◆ PROBLEM STATEMENT
Rewrite the lines of the rows below as a JSON list of strings, one string per line, skipping blank lines and leaving out the pictures.

Coordinate annotation entries:
+ + + + +

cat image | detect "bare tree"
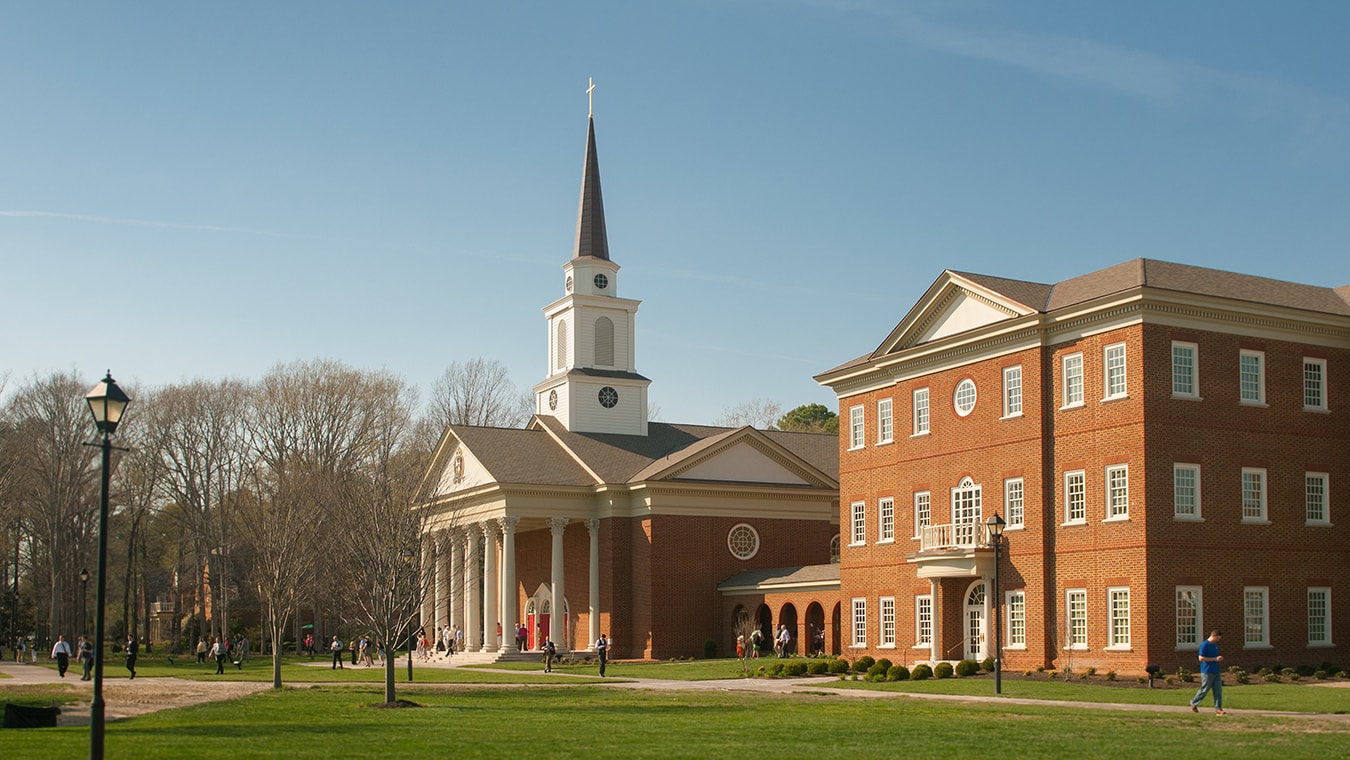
[716,398,783,431]
[431,359,535,431]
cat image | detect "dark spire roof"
[572,119,609,261]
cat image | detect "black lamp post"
[80,567,89,636]
[984,513,1007,694]
[85,370,131,760]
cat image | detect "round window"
[726,522,759,559]
[952,378,975,417]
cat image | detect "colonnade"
[421,514,601,652]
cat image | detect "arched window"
[595,317,614,367]
[554,320,567,370]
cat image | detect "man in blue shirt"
[1191,630,1223,715]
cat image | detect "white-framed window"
[1303,356,1327,412]
[1106,464,1130,520]
[1064,589,1088,649]
[1238,348,1265,405]
[1303,472,1331,525]
[914,491,933,539]
[876,497,895,544]
[914,594,933,647]
[1004,591,1026,649]
[914,387,929,436]
[952,378,977,417]
[1172,463,1200,520]
[1003,364,1022,417]
[1106,587,1130,649]
[1242,467,1266,522]
[1308,586,1331,647]
[1064,470,1088,524]
[848,406,864,450]
[879,597,895,649]
[853,597,867,647]
[1176,586,1204,649]
[1172,340,1200,398]
[1003,478,1026,529]
[1062,354,1083,409]
[1102,343,1129,400]
[848,501,867,547]
[1242,586,1270,649]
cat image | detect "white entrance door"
[963,582,984,661]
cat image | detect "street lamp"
[80,567,89,636]
[984,513,1007,694]
[81,370,131,760]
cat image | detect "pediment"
[875,271,1035,356]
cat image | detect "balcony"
[905,522,994,578]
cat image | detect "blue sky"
[0,0,1350,423]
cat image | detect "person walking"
[211,636,230,675]
[328,636,343,671]
[1191,630,1223,715]
[127,633,140,678]
[51,633,73,678]
[595,633,609,678]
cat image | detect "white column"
[417,533,436,630]
[548,517,576,651]
[497,517,520,652]
[464,525,483,652]
[428,531,450,631]
[929,578,942,664]
[585,518,599,649]
[450,531,464,629]
[482,520,502,652]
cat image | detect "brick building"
[817,259,1350,672]
[421,112,838,659]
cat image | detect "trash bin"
[4,702,61,729]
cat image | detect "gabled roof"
[572,119,609,261]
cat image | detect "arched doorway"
[963,580,984,660]
[830,602,840,657]
[801,602,825,656]
[774,602,802,657]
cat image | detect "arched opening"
[774,602,801,657]
[801,602,825,656]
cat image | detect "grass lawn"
[0,686,1350,760]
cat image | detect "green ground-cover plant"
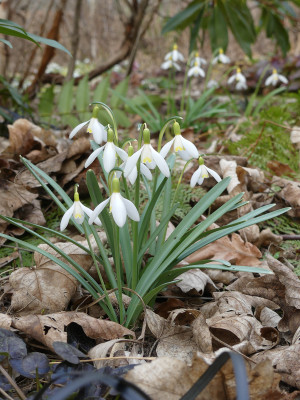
[0,102,288,326]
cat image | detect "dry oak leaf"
[9,242,93,315]
[251,344,300,389]
[125,357,228,400]
[0,179,38,232]
[12,312,135,349]
[146,310,198,362]
[185,233,262,266]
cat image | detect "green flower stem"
[83,224,118,322]
[113,222,125,324]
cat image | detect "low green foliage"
[227,104,299,173]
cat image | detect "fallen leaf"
[12,312,135,350]
[9,242,93,315]
[176,268,216,295]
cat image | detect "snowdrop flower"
[161,56,181,71]
[160,122,199,160]
[191,157,221,187]
[228,68,247,90]
[207,79,220,89]
[60,185,101,231]
[89,176,140,228]
[69,106,107,144]
[85,127,127,173]
[188,61,205,78]
[192,51,207,67]
[117,145,152,185]
[265,68,289,86]
[124,128,170,178]
[212,49,230,64]
[165,44,184,62]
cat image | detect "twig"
[0,365,26,400]
[210,332,257,364]
[0,387,14,400]
[49,356,157,364]
[281,235,300,240]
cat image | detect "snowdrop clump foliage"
[0,101,286,327]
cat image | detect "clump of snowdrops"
[0,102,287,327]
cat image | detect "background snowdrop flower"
[89,177,140,228]
[190,157,221,187]
[85,127,127,173]
[60,185,101,231]
[124,128,170,178]
[69,106,107,144]
[207,79,220,89]
[192,51,207,67]
[227,68,246,85]
[165,44,184,62]
[161,56,181,71]
[160,122,199,160]
[116,145,152,185]
[188,61,205,78]
[265,68,289,86]
[212,49,230,64]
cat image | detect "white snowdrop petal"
[60,204,74,231]
[278,75,289,83]
[206,167,222,182]
[91,118,106,144]
[128,164,138,185]
[89,197,110,225]
[80,203,102,226]
[103,142,117,173]
[124,146,144,178]
[115,146,128,161]
[182,136,199,158]
[159,138,175,158]
[190,167,201,187]
[122,197,140,221]
[69,120,90,139]
[84,146,104,168]
[227,74,236,85]
[265,75,273,86]
[151,147,170,178]
[110,193,126,228]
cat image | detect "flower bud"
[173,121,181,135]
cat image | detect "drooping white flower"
[69,106,107,144]
[160,122,199,161]
[265,68,289,86]
[191,51,207,67]
[212,49,230,64]
[207,79,220,89]
[165,43,184,62]
[85,128,127,173]
[117,145,152,185]
[190,157,221,187]
[60,186,101,231]
[89,177,140,228]
[188,61,205,78]
[124,128,170,178]
[228,68,247,90]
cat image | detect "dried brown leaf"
[12,312,135,349]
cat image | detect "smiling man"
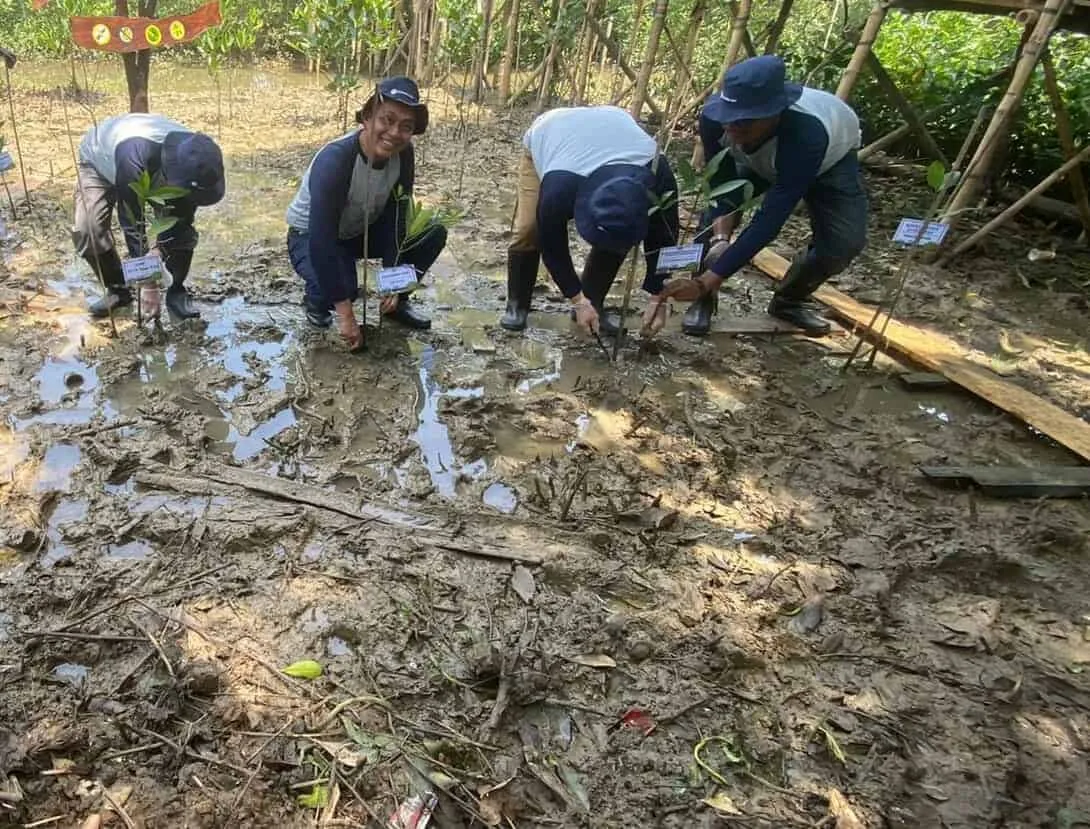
[288,77,447,349]
[663,54,868,336]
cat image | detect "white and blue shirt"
[700,87,861,277]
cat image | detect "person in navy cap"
[72,112,226,319]
[664,54,868,336]
[288,77,447,349]
[499,107,678,333]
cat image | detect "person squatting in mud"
[500,107,678,333]
[72,112,227,319]
[663,54,868,336]
[288,77,447,349]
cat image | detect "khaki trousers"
[510,151,542,251]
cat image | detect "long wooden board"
[920,466,1090,498]
[753,248,1090,462]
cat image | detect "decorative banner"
[69,0,220,52]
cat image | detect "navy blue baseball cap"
[162,131,227,207]
[366,75,428,135]
[576,164,654,253]
[702,54,802,124]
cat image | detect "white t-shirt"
[80,112,191,184]
[522,107,656,179]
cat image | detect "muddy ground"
[0,64,1090,829]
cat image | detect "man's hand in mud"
[662,270,723,302]
[576,296,598,333]
[640,294,666,337]
[335,300,363,351]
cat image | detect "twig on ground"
[102,789,136,829]
[21,631,147,642]
[129,617,178,680]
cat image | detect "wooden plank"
[133,463,544,564]
[920,466,1090,498]
[753,248,1090,461]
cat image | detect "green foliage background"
[0,0,1090,179]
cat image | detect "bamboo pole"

+ + + + +

◆ CORRECT ANSWER
[
  "cat image | detect \"bare tree\"",
  "[716,398,783,431]",
  "[431,359,535,431]",
  "cat image | detect \"dark spire roof\"",
  "[572,119,609,261]",
  "cat image | detect \"black lamp post\"",
  "[80,567,89,636]",
  "[984,513,1007,694]",
  "[85,370,131,760]",
  "cat image | detect \"round window\"",
  "[726,522,759,559]",
  "[952,378,975,417]",
  "cat image | detect \"colonnade\"",
  "[421,514,601,652]",
  "cat image | detect \"arched window\"",
  "[595,317,614,367]",
  "[554,320,567,370]",
  "cat image | detect \"man in blue shirt\"",
  "[1191,630,1223,715]",
  "cat image | detect \"white-framed window\"",
  "[1303,356,1327,412]",
  "[1106,464,1130,520]",
  "[1064,589,1088,649]",
  "[1238,348,1265,405]",
  "[1303,472,1331,525]",
  "[914,491,933,539]",
  "[876,497,895,544]",
  "[914,594,933,647]",
  "[1004,591,1026,649]",
  "[914,387,929,436]",
  "[952,378,977,417]",
  "[1172,463,1200,520]",
  "[1003,364,1022,417]",
  "[1106,587,1130,649]",
  "[1242,467,1266,522]",
  "[1308,586,1331,647]",
  "[1064,470,1088,524]",
  "[848,406,864,450]",
  "[879,597,895,649]",
  "[853,597,867,647]",
  "[1176,586,1204,649]",
  "[1172,340,1200,398]",
  "[1003,478,1026,529]",
  "[1062,354,1083,409]",
  "[1102,343,1129,400]",
  "[848,501,867,547]",
  "[1242,586,1270,649]",
  "cat image | detect \"white entrance door\"",
  "[963,582,984,661]",
  "cat image | detect \"street lamp\"",
  "[80,567,89,636]",
  "[984,513,1007,694]",
  "[81,370,131,760]",
  "cat image | detect \"pediment\"",
  "[875,271,1035,356]",
  "cat image | detect \"balcony\"",
  "[905,522,994,578]",
  "cat image | detect \"blue sky\"",
  "[0,0,1350,423]",
  "cat image | detect \"person walking\"",
  "[211,636,230,675]",
  "[328,636,343,671]",
  "[1191,630,1223,715]",
  "[127,633,140,678]",
  "[51,633,73,678]",
  "[595,633,609,678]",
  "cat image | detect \"white column\"",
  "[417,533,436,630]",
  "[548,517,576,651]",
  "[497,517,520,652]",
  "[464,525,483,652]",
  "[428,531,450,631]",
  "[929,578,942,664]",
  "[585,518,599,649]",
  "[450,531,464,629]",
  "[482,520,502,652]",
  "cat image | detect \"brick building\"",
  "[817,259,1350,672]",
  "[421,112,838,659]",
  "cat image | detect \"trash bin\"",
  "[4,702,61,729]",
  "cat image | detect \"gabled roof\"",
  "[572,119,609,261]",
  "cat image | detect \"arched doorway\"",
  "[963,580,984,660]",
  "[830,602,840,657]",
  "[801,602,825,656]",
  "[774,602,802,657]",
  "cat image | detect \"arched opening\"",
  "[774,602,801,657]",
  "[801,602,825,656]",
  "cat image | detect \"grass lawn\"",
  "[0,686,1350,760]",
  "cat image | detect \"green ground-cover plant\"",
  "[0,102,288,326]",
  "cat image | detect \"dry oak leaf\"",
  "[9,242,93,315]",
  "[251,344,300,389]",
  "[125,357,228,400]",
  "[0,179,38,232]",
  "[12,312,135,349]",
  "[146,310,198,362]",
  "[185,233,262,266]",
  "cat image | detect \"green flower stem\"",
  "[83,224,118,322]",
  "[113,222,125,324]",
  "cat image | detect \"low green foliage\"",
  "[227,104,299,173]",
  "cat image | detect \"fallen leaf\"",
  "[12,312,135,350]",
  "[9,242,93,315]",
  "[176,268,216,295]",
  "cat image | detect \"snowdrop flower\"",
  "[161,56,181,71]",
  "[160,122,199,160]",
  "[191,157,221,187]",
  "[228,68,247,90]",
  "[207,79,220,89]",
  "[60,185,101,231]",
  "[89,176,140,228]",
  "[69,106,107,144]",
  "[85,127,127,173]",
  "[188,61,205,78]",
  "[192,51,207,67]",
  "[117,145,152,185]",
  "[265,68,289,86]",
  "[124,128,170,178]",
  "[212,49,230,64]",
  "[165,44,184,62]",
  "cat image | detect \"twig\"",
  "[0,365,26,400]",
  "[210,332,257,364]",
  "[0,387,14,400]",
  "[49,356,157,364]",
  "[281,235,300,240]",
  "cat image | detect \"snowdrop clump foliage\"",
  "[0,101,286,327]",
  "cat image | detect \"clump of snowdrops\"",
  "[0,102,287,327]",
  "cat image | detect \"background snowdrop flower\"",
  "[89,177,140,228]",
  "[190,157,221,187]",
  "[85,127,127,173]",
  "[60,185,101,231]",
  "[124,128,170,178]",
  "[69,106,107,144]",
  "[207,79,220,89]",
  "[192,51,207,67]",
  "[227,68,246,85]",
  "[165,44,184,62]",
  "[161,56,181,71]",
  "[160,122,199,160]",
  "[116,145,152,185]",
  "[188,61,205,78]",
  "[265,68,289,86]",
  "[212,49,230,64]",
  "cat image | detect \"white snowdrop petal\"",
  "[60,204,74,231]",
  "[278,75,289,83]",
  "[206,167,222,182]",
  "[91,118,106,144]",
  "[128,164,138,185]",
  "[89,197,110,225]",
  "[80,203,102,226]",
  "[103,142,117,173]",
  "[124,146,144,178]",
  "[115,146,128,161]",
  "[182,136,199,158]",
  "[159,138,175,158]",
  "[190,167,201,187]",
  "[122,197,140,221]",
  "[69,120,90,139]",
  "[84,146,104,168]",
  "[227,74,236,85]",
  "[265,75,273,86]",
  "[151,147,170,178]",
  "[110,193,126,228]",
  "cat image | detect \"flower bud\"",
  "[173,121,181,135]",
  "cat image | detect \"drooping white flower\"",
  "[69,106,107,144]",
  "[160,122,199,161]",
  "[265,68,289,86]",
  "[191,51,207,67]",
  "[212,49,230,64]",
  "[207,79,220,89]",
  "[165,43,184,62]",
  "[85,128,127,173]",
  "[117,145,152,185]",
  "[190,157,221,187]",
  "[60,186,101,231]",
  "[89,177,140,228]",
  "[188,61,205,78]",
  "[124,128,170,178]",
  "[228,68,247,90]",
  "cat image | detect \"dried brown leaf\"",
  "[12,312,135,349]",
  "cat image | detect \"smiling man\"",
  "[288,77,447,349]",
  "[663,54,868,336]",
  "cat image | detect \"white and blue shirt\"",
  "[700,87,861,277]",
  "cat image | detect \"person in navy cap\"",
  "[72,112,226,319]",
  "[664,54,868,336]",
  "[288,77,447,349]",
  "[499,107,678,333]",
  "cat image | detect \"person squatting in mud\"",
  "[500,107,678,333]",
  "[72,112,227,319]",
  "[663,54,868,336]",
  "[288,77,447,349]",
  "cat image | detect \"khaki trousers\"",
  "[510,151,542,251]",
  "cat image | detect \"long wooden board\"",
  "[920,466,1090,498]",
  "[753,248,1090,462]",
  "cat image | detect \"decorative banner\"",
  "[69,0,220,52]",
  "cat image | detect \"navy blue baseball cap\"",
  "[162,131,227,207]",
  "[366,75,428,135]",
  "[576,164,654,253]",
  "[702,54,802,124]",
  "cat image | detect \"white t-shirt\"",
  "[80,112,191,184]",
  "[522,107,656,179]",
  "cat image | detect \"muddy ground\"",
  "[0,64,1090,829]",
  "cat image | detect \"man's hand in mud\"",
  "[662,270,723,302]",
  "[576,296,598,333]",
  "[640,294,666,337]",
  "[335,300,363,351]",
  "cat image | detect \"twig on ground\"",
  "[102,789,136,829]",
  "[21,631,147,642]",
  "[129,617,178,680]",
  "cat image | detect \"wooden plank\"",
  "[133,463,544,564]",
  "[920,466,1090,498]",
  "[753,248,1090,461]",
  "cat image | detect \"green foliage background\"",
  "[0,0,1090,179]",
  "cat image | detect \"bamboo pole\""
]